---------- ФРАГМЕНТ ТЕКСТА
Эта была последняя полученная Ленкой открытка от сестры. Тем летом возобновились депортации словацких евреев, и теперь не щадили даже семьи с освобождениями. Гартманов предупредил местный полицейский, и они спешно покинули ферму. Ленкина семья – мать и сестра Лилли со своими мальчиком и девочкой – уже переехали в другой город. Им не успели сказать, что Гартманы собираются спрятаться. Бела и Дула с семьями разделились. Дулу с женой и дочерью, младшей сестрой Нюси, схватили. Они не выжили. Оставшихся детей, Бьянку и Андрея, спасли и спрятали в лесу их дядя с теткой. Три с половиной месяца «мы пролежали, как сардины в банке», в подземном убежище вместе с другими членами семьи.
Жена Белы Ирма находилась в больнице, и из всей семьи она, похоже, была единственным человеком, которому ничто не угрожало: эсэсовцы не искали евреев в больницах. Бела с Эвженом (братом Магдушки) убежали в горы. Один деревенский священник, который «знал обо всех, где и кто прячется», наставляя в своих воскресных проповедях прихожан, говорил что их долг – «„помогать нуждающимся “. Слово „евреям “ он не добавлял, но все прекрасно понимали, о ком речь, и вся деревня помогала евреям», – вспоминает Эвжен.
--------------------
- [ЧТО СДЕЛАТЬ] Перепишите дословно из отрывка о депортации словацких евреев всё, начиная со слов «Эта была последняя» и до слов «другими членами семьи.» включительно. Приведённые далее записи никак не связаны с отрывком.
---------- СОХРАНЁННЫЕ ЗАПИСИ
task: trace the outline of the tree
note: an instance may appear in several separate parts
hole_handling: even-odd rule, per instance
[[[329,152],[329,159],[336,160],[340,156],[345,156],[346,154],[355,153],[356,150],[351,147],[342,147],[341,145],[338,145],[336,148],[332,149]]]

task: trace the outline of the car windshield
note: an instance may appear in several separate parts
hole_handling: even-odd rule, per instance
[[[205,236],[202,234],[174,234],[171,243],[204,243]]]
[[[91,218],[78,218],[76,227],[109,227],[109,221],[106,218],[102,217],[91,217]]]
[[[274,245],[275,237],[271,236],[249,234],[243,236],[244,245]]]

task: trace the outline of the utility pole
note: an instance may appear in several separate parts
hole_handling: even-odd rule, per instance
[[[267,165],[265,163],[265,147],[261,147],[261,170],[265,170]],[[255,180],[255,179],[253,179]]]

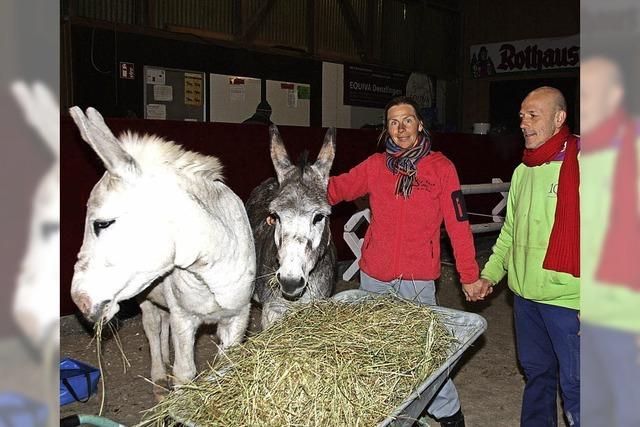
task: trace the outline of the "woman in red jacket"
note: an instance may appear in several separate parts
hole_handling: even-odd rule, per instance
[[[411,98],[392,99],[384,117],[379,140],[386,152],[329,179],[332,205],[369,195],[371,224],[362,245],[360,289],[435,305],[444,220],[465,296],[470,301],[483,299],[491,288],[478,280],[473,237],[453,163],[431,151],[429,133]],[[442,426],[464,426],[451,380],[427,411]]]

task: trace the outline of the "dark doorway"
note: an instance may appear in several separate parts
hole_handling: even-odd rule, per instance
[[[580,105],[578,77],[491,82],[489,87],[491,130],[504,135],[519,133],[520,104],[529,92],[540,86],[552,86],[564,94],[567,100],[567,123],[572,132],[578,133],[580,130],[580,121],[577,116],[579,110],[576,108]]]

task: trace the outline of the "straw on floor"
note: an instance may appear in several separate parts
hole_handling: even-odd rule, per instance
[[[372,426],[448,357],[428,307],[395,297],[319,301],[217,356],[141,425]]]

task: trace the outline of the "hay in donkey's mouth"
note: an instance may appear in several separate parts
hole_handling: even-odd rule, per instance
[[[375,425],[446,360],[454,341],[429,307],[395,297],[300,305],[217,356],[142,424]]]

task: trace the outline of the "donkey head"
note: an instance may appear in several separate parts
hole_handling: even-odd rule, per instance
[[[161,171],[143,171],[93,108],[71,116],[106,168],[87,203],[84,240],[71,297],[87,319],[109,320],[131,298],[173,268],[175,184]]]
[[[280,185],[269,205],[280,267],[276,277],[284,297],[299,298],[309,274],[331,241],[327,201],[329,170],[335,156],[335,130],[329,129],[318,158],[291,164],[278,129],[271,126],[271,160]]]

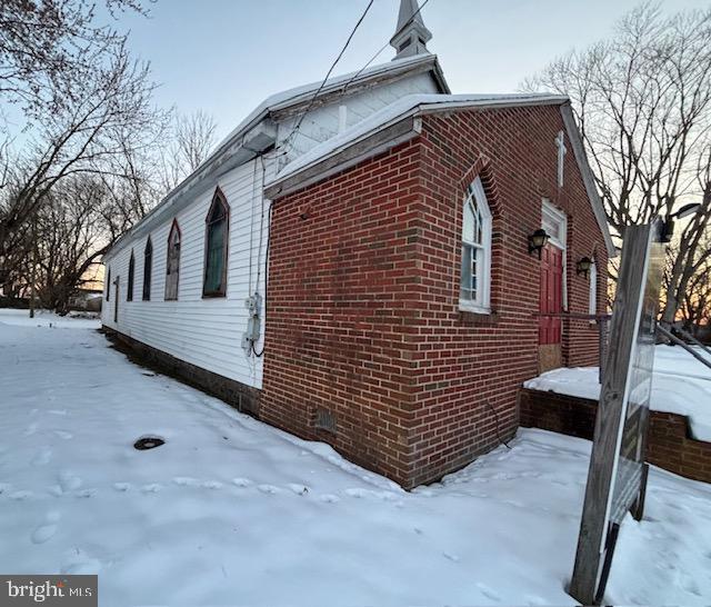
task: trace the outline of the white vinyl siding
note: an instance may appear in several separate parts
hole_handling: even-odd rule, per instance
[[[298,137],[291,141],[288,156],[282,156],[279,161],[292,160],[333,137],[339,131],[339,125],[342,128],[344,122],[351,127],[402,96],[415,92],[438,92],[430,73],[369,88],[332,105],[312,109],[303,120]],[[340,109],[340,106],[347,106],[347,110]],[[278,143],[283,143],[299,116],[296,112],[279,123]],[[266,167],[269,180],[277,170],[277,161],[267,160]],[[264,300],[269,201],[264,201],[262,209],[263,183],[261,161],[252,160],[216,176],[213,180],[207,179],[202,191],[194,196],[194,201],[174,217],[181,231],[177,301],[163,300],[168,232],[173,218],[152,226],[151,300],[139,301],[133,297],[132,302],[127,302],[126,289],[122,289],[118,322],[113,322],[113,301],[103,307],[102,322],[176,358],[247,386],[261,388],[263,357],[248,356],[241,342],[248,321],[244,299],[259,292]],[[206,217],[216,187],[223,192],[230,209],[227,297],[203,298]],[[264,220],[260,233],[262,210]],[[112,277],[123,277],[123,285],[128,276],[130,250],[143,251],[148,236],[147,232],[140,238],[127,239],[104,260],[107,267],[111,267]],[[259,285],[258,267],[261,267]],[[143,255],[136,256],[134,277],[134,293],[142,293]],[[254,345],[259,352],[263,347],[264,308],[263,304],[262,339]]]
[[[257,167],[256,167],[257,163]],[[257,183],[254,183],[254,178]],[[176,358],[208,369],[247,386],[261,388],[262,360],[248,357],[242,350],[242,334],[247,329],[244,299],[259,289],[264,293],[267,222],[261,239],[260,285],[257,280],[259,253],[259,226],[261,216],[261,163],[248,162],[220,177],[218,183],[230,205],[229,263],[227,297],[203,298],[204,220],[212,202],[216,185],[211,185],[196,202],[178,213],[176,218],[181,231],[180,282],[177,301],[164,301],[166,260],[168,232],[172,218],[150,232],[153,247],[151,301],[126,301],[126,289],[120,293],[119,321],[113,322],[113,297],[103,306],[102,322],[143,344],[162,350]],[[264,215],[269,201],[264,200]],[[253,211],[253,212],[252,212]],[[250,238],[251,226],[254,233]],[[143,251],[148,235],[113,252],[107,265],[111,267],[112,280],[128,276],[131,248]],[[250,243],[251,279],[250,289]],[[134,292],[143,289],[143,256],[136,256]],[[122,278],[124,281],[126,278]],[[111,293],[113,296],[113,293]],[[261,335],[264,335],[262,309]],[[262,342],[257,345],[261,351]]]

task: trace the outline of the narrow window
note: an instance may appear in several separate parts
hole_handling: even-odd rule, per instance
[[[227,243],[230,209],[218,188],[206,218],[204,277],[202,295],[224,297],[227,290]]]
[[[178,278],[180,277],[180,228],[173,219],[168,236],[168,259],[166,262],[166,301],[178,299]]]
[[[565,153],[568,152],[568,148],[565,148],[565,135],[563,131],[558,133],[555,138],[555,147],[558,148],[558,187],[563,187],[563,171],[565,168]]]
[[[590,315],[598,314],[598,266],[594,261],[590,266],[590,300],[588,309]]]
[[[136,261],[133,260],[133,249],[131,249],[131,259],[129,259],[129,280],[126,286],[126,300],[133,301],[133,272],[136,270]]]
[[[487,314],[491,281],[491,211],[481,179],[467,188],[462,220],[462,268],[459,307]]]
[[[151,237],[148,237],[146,249],[143,249],[143,301],[151,300],[151,273],[153,271],[153,245]]]

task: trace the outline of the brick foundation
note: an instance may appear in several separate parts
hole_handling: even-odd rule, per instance
[[[521,426],[592,440],[598,401],[521,389]],[[647,461],[693,480],[711,482],[711,442],[691,436],[689,418],[650,412]]]
[[[238,411],[259,417],[259,390],[196,367],[109,327],[103,326],[101,330],[111,340],[116,349],[126,354],[136,362],[216,396]]]

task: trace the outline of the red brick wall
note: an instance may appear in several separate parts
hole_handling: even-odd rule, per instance
[[[420,308],[425,322],[418,338],[415,482],[463,466],[518,426],[517,391],[538,370],[533,315],[540,262],[528,252],[528,236],[541,226],[543,198],[568,215],[569,309],[588,312],[588,281],[577,276],[575,262],[594,250],[604,267],[607,256],[572,152],[558,188],[560,130],[560,108],[553,106],[424,118],[420,238],[427,276]],[[489,317],[458,309],[462,191],[477,175],[493,213]],[[595,328],[584,320],[563,324],[562,347],[565,364],[595,364]]]
[[[260,417],[407,485],[419,146],[278,200]],[[302,218],[302,216],[304,218]],[[337,432],[314,427],[317,408]]]
[[[418,139],[276,201],[261,417],[407,487],[510,437],[517,390],[537,375],[527,238],[543,197],[569,216],[571,311],[588,311],[574,267],[593,250],[604,299],[604,245],[572,152],[555,181],[562,129],[558,107],[425,116]],[[493,212],[488,316],[458,309],[462,200],[478,175]],[[594,364],[595,329],[564,326],[563,355]],[[317,408],[336,432],[316,429]]]

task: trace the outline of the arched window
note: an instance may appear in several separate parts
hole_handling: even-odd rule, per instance
[[[126,300],[133,301],[133,272],[136,270],[136,261],[133,260],[133,249],[131,249],[131,259],[129,259],[129,280],[126,287]]]
[[[467,188],[462,219],[459,307],[488,314],[491,291],[491,211],[478,177]]]
[[[143,249],[143,301],[151,300],[151,273],[153,272],[153,245],[151,237],[146,241]]]
[[[178,278],[180,277],[180,228],[178,220],[168,235],[168,259],[166,261],[166,301],[178,299]]]
[[[590,292],[588,300],[588,314],[598,314],[598,265],[594,259],[590,265]]]
[[[206,217],[204,276],[202,295],[224,297],[227,291],[227,243],[230,208],[218,188]]]

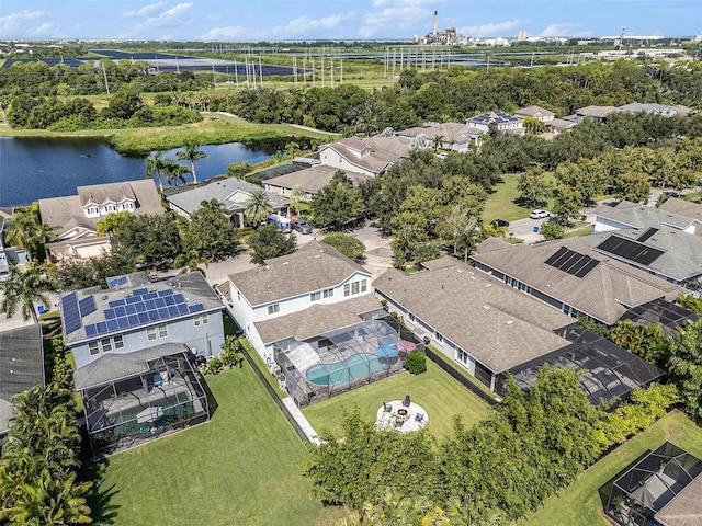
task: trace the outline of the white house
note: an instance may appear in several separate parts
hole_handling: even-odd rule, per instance
[[[275,344],[347,328],[382,310],[371,273],[317,241],[228,278],[234,319],[269,364]]]

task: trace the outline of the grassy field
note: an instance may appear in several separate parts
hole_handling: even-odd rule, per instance
[[[561,494],[546,500],[519,526],[608,526],[598,489],[646,450],[656,449],[666,441],[702,458],[702,428],[683,413],[673,411],[580,474]]]
[[[401,400],[409,395],[414,402],[427,410],[429,424],[427,427],[437,436],[445,436],[452,428],[455,414],[471,425],[487,416],[488,405],[448,374],[427,361],[427,373],[399,375],[375,381],[338,397],[313,403],[303,409],[303,414],[317,430],[322,427],[339,432],[339,412],[341,408],[359,404],[361,415],[375,421],[378,408],[383,402]]]
[[[217,402],[211,422],[100,465],[112,496],[91,503],[107,515],[95,524],[331,524],[340,511],[308,496],[299,466],[306,448],[253,371],[245,365],[207,384]]]

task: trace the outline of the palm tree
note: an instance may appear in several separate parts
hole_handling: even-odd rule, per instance
[[[197,175],[195,174],[195,161],[206,159],[207,153],[199,150],[200,145],[196,142],[185,142],[183,151],[179,151],[177,157],[181,161],[190,161],[190,172],[193,174],[193,183],[197,182]]]
[[[273,211],[273,205],[263,188],[254,187],[246,203],[244,218],[250,225],[260,225]]]
[[[44,267],[27,264],[26,271],[22,272],[16,265],[10,265],[10,277],[0,283],[0,291],[2,293],[0,311],[12,318],[18,307],[21,307],[22,319],[26,321],[35,316],[34,301],[41,301],[47,309],[50,307],[44,293],[52,288],[52,283],[44,273]]]

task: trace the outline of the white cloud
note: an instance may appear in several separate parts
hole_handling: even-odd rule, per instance
[[[469,25],[468,27],[462,27],[460,33],[478,38],[483,38],[485,36],[507,36],[508,33],[513,33],[514,30],[523,27],[528,22],[528,20],[514,19],[505,22],[490,22],[480,25]]]
[[[26,33],[36,27],[37,19],[49,18],[46,11],[20,11],[19,13],[0,16],[0,35],[22,36],[19,33]],[[14,32],[14,34],[13,34]]]
[[[393,27],[397,32],[393,36],[398,36],[407,30],[416,27],[417,21],[430,21],[431,15],[432,11],[430,9],[419,5],[386,8],[375,13],[366,13],[363,19],[363,25],[359,27],[359,35],[363,38],[372,38],[380,32],[387,32],[388,27]]]
[[[166,5],[166,2],[158,3],[149,3],[148,5],[144,5],[141,9],[133,9],[132,11],[125,11],[121,14],[121,16],[148,16],[154,11],[157,11]]]
[[[576,36],[574,30],[577,27],[580,27],[580,24],[574,24],[573,22],[550,24],[539,36]]]

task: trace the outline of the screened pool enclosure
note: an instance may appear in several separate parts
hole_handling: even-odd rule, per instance
[[[307,405],[399,373],[414,347],[386,322],[369,320],[304,342],[279,342],[274,351],[287,392]]]
[[[193,355],[182,345],[174,354],[173,345],[168,347],[105,355],[76,371],[94,456],[207,420],[207,398]]]

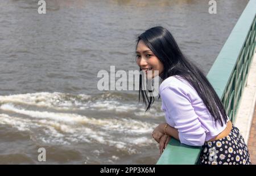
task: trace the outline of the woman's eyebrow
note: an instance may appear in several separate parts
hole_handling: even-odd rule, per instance
[[[147,52],[151,52],[151,51],[150,49],[147,49],[147,50],[145,50],[142,53],[146,53]],[[139,52],[138,52],[138,51],[136,51],[137,53],[139,53]]]

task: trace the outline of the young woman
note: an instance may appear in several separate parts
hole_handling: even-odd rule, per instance
[[[161,154],[171,137],[192,146],[202,146],[202,164],[251,164],[238,129],[232,124],[218,95],[202,72],[183,55],[171,33],[151,28],[137,40],[137,63],[140,70],[163,79],[159,86],[166,123],[154,130]],[[143,102],[150,108],[154,101],[142,88]]]

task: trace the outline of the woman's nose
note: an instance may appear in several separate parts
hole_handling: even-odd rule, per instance
[[[139,61],[139,65],[141,67],[142,67],[142,66],[144,66],[147,65],[147,61],[143,57],[142,57],[141,58]]]

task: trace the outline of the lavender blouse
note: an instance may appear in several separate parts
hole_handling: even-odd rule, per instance
[[[202,146],[226,127],[216,125],[196,90],[180,76],[170,77],[159,86],[166,122],[177,129],[181,143]]]

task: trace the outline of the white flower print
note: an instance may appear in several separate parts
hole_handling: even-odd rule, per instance
[[[220,154],[220,159],[221,159],[221,160],[223,160],[225,159],[225,158],[226,158],[226,156],[224,154]]]
[[[229,147],[229,153],[233,153],[233,148],[232,148],[231,146]]]
[[[211,147],[212,145],[212,142],[208,142],[207,144],[208,145],[209,147]]]
[[[222,145],[222,144],[221,144],[221,141],[217,141],[216,143],[216,146],[217,147],[221,147],[221,145]]]
[[[215,155],[214,151],[213,151],[213,150],[210,151],[210,156],[212,157],[212,156],[213,156],[214,155]]]
[[[239,161],[240,160],[240,157],[238,155],[236,157],[236,161]]]
[[[239,149],[239,154],[240,154],[241,155],[243,154],[243,152],[242,151],[241,149]]]
[[[213,161],[212,162],[212,165],[216,165],[217,164],[218,164],[218,163],[216,161]]]

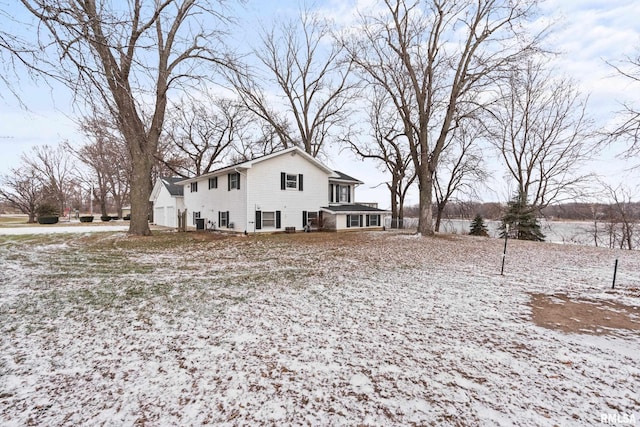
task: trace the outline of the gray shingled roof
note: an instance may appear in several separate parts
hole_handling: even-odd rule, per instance
[[[351,181],[351,182],[357,182],[360,184],[364,184],[362,181],[360,181],[359,179],[355,179],[352,176],[347,175],[346,173],[342,173],[340,171],[335,171],[334,172],[338,175],[337,178],[330,178],[331,181]]]
[[[162,180],[164,186],[167,188],[167,191],[169,191],[169,194],[171,194],[172,196],[184,196],[184,186],[176,184],[178,181],[183,181],[184,178],[163,177],[160,179]]]
[[[359,205],[357,203],[351,203],[348,205],[335,205],[323,207],[329,212],[341,213],[341,212],[388,212],[384,209],[372,208],[371,206]]]

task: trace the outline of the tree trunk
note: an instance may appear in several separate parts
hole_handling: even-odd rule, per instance
[[[132,153],[133,154],[133,153]],[[149,197],[151,196],[152,161],[148,156],[132,155],[133,173],[131,176],[131,221],[129,234],[150,236]]]
[[[420,182],[420,218],[418,233],[423,236],[433,236],[433,174],[426,167],[426,163],[418,171]]]
[[[440,223],[442,222],[442,214],[444,213],[444,208],[447,206],[446,201],[441,201],[438,204],[438,209],[436,212],[436,225],[434,226],[434,230],[436,233],[440,232]]]
[[[400,228],[398,223],[398,191],[395,180],[388,187],[391,194],[391,228]]]

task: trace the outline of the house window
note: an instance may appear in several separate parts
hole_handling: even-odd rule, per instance
[[[240,189],[240,173],[230,173],[229,174],[229,190],[239,190]]]
[[[302,191],[302,178],[302,174],[280,172],[280,189]]]
[[[318,226],[318,212],[307,212],[307,223],[311,225],[311,227]]]
[[[351,198],[349,197],[349,186],[348,185],[340,185],[338,187],[340,190],[338,192],[339,202],[340,203],[349,203]]]
[[[287,188],[296,190],[298,188],[298,175],[287,174]]]
[[[229,225],[229,212],[218,212],[218,227],[227,227]]]
[[[262,226],[263,227],[275,227],[276,226],[276,213],[275,212],[262,212]]]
--------------------
- [ПОЛНЫЙ ОТВЕТ]
Эта была последняя полученная Ленкой открытка от сестры. Тем летом возобновились депортации словацких евреев, и теперь не щадили даже семьи с освобождениями. Гартманов предупредил местный полицейский, и они спешно покинули ферму. Ленкина семья – мать и сестра Лилли со своими мальчиком и девочкой – уже переехали в другой город. Им не успели сказать, что Гартманы собираются спрятаться. Бела и Дула с семьями разделились. Дулу с женой и дочерью, младшей сестрой Нюси, схватили. Они не выжили. Оставшихся детей, Бьянку и Андрея, спасли и спрятали в лесу их дядя с теткой. Три с половиной месяца «мы пролежали, как сардины в банке», в подземном убежище вместе с другими членами семьи.